Marina Abramovic: The Artist Is Present

Early in Matthew Akers’ documentary Marina Abramovic: The Artist Is Present, an interviewer apologizes for asking Abramovic questions she must have been asked a hundred times before, but the Serbian-born, sexagenarian New York performance artist tells him she’s disappointed he hasn’t asked the one big question she used to get asked constantly: “Why is this art?” Few serious arts journalists are as skeptical of Abramovic as they once were, which is a testament to her endurance, and to the decades she’s spent touring the world, exhibiting her work and herself. (Not that there’s any real difference between the two.) Abramovic first rose to prominence in the ’70s with pieces that involved her wounding her own naked body. Then she found a partner in art and life, a German artist who calls himself “Ulay,” who joined her in pieces that explored gender roles and relationships. After she and Ulay split—via a piece that saw the two of them walking toward each other atop The Great Wall Of China—Abramovic’s work moved in a more theatrical direction, and she became increasingly entrenched in the larger artistic community.

• Job 1: State how many lines of the rows contain the string "forested", giving only the number.
The passage and the rows that follow it were drawn from unrelated sources.

[Region annotation rows]

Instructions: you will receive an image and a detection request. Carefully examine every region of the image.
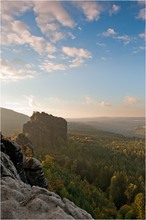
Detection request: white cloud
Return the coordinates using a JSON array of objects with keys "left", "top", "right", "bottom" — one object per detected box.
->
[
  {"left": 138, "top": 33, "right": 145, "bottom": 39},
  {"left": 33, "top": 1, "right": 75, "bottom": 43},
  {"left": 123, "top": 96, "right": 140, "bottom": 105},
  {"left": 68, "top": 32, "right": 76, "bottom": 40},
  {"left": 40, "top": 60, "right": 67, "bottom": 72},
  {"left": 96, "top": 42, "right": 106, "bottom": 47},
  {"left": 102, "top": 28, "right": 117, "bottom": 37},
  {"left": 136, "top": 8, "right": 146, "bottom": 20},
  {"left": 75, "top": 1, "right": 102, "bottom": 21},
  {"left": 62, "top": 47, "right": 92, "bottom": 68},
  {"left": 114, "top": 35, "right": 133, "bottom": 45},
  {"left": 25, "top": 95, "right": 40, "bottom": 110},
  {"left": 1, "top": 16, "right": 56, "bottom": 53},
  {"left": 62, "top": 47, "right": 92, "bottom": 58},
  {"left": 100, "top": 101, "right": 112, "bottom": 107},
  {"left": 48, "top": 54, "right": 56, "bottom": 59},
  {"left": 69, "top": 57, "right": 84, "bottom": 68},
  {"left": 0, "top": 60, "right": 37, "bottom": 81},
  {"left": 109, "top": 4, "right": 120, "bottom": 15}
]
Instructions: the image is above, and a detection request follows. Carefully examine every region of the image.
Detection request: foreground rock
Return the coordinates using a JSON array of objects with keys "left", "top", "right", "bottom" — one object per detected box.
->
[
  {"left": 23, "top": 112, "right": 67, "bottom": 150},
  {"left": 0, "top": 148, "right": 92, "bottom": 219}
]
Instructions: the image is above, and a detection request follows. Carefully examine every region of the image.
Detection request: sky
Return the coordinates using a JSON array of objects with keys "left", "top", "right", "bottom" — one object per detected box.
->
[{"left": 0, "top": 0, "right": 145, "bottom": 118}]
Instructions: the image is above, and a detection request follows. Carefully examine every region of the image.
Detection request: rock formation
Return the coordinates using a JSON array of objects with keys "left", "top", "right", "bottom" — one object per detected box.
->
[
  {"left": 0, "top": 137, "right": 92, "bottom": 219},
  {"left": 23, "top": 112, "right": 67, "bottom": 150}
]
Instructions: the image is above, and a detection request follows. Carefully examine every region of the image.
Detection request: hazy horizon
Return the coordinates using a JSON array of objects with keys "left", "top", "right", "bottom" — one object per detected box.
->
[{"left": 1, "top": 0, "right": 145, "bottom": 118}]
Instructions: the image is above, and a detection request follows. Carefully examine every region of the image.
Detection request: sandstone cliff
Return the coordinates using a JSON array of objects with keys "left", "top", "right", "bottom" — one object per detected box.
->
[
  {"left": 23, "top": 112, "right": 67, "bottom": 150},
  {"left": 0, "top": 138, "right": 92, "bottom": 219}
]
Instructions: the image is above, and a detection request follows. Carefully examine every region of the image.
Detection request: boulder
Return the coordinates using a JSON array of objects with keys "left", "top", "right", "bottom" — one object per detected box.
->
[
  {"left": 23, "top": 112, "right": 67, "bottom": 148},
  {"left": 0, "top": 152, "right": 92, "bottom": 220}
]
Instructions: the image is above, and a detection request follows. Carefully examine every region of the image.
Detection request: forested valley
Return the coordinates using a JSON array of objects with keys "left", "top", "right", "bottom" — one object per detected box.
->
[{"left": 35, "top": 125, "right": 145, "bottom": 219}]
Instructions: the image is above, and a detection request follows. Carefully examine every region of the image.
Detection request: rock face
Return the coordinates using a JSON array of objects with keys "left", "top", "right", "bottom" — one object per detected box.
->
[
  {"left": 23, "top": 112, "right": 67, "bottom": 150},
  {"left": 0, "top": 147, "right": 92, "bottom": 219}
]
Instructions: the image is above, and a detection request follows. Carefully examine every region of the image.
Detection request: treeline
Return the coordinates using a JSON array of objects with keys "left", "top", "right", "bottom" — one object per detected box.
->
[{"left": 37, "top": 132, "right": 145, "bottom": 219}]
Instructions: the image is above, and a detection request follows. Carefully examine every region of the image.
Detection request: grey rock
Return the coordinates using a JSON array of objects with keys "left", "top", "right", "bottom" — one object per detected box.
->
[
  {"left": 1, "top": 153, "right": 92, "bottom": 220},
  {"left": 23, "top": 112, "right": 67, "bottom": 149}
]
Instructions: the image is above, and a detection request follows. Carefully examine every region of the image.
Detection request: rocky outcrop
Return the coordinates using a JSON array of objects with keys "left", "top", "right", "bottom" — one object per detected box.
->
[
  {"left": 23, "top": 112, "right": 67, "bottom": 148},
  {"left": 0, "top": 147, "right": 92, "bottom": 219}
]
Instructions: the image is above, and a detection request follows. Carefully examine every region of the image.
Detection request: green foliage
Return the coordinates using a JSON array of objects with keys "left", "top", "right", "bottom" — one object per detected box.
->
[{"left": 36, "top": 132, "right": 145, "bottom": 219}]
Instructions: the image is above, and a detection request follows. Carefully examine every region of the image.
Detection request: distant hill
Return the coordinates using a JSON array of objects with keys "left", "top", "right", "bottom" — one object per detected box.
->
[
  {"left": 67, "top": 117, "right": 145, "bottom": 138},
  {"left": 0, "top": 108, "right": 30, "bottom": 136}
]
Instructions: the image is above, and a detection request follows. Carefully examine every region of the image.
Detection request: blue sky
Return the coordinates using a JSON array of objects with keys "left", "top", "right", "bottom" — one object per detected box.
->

• Job 2:
Answer these questions using the passage on Marina Abramovic:
(a) Who made the documentary named at the start?
(b) What question does Abramovic say she used to be asked constantly?
(c) Where did the piece marking her split from Ulay take place?

• Reply 1: 1

• Reply 2:
(a) Matthew Akers
(b) "Why is this art?"
(c) Atop The Great Wall Of China